- Work required
Turn these lines into a numbered list, leaving out any blank lines.

[Object location annotation records]

● ● ● ● ●

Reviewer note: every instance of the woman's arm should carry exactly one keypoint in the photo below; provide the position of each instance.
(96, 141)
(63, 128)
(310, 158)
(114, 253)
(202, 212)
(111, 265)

● ● ● ● ●

- Written response
1. Reviewer note: every instance of the woman's arm should carry exactly one keypoint in the photo below; provide the position of each instance.
2. (96, 141)
3. (63, 128)
4. (310, 158)
5. (114, 253)
6. (202, 212)
7. (111, 265)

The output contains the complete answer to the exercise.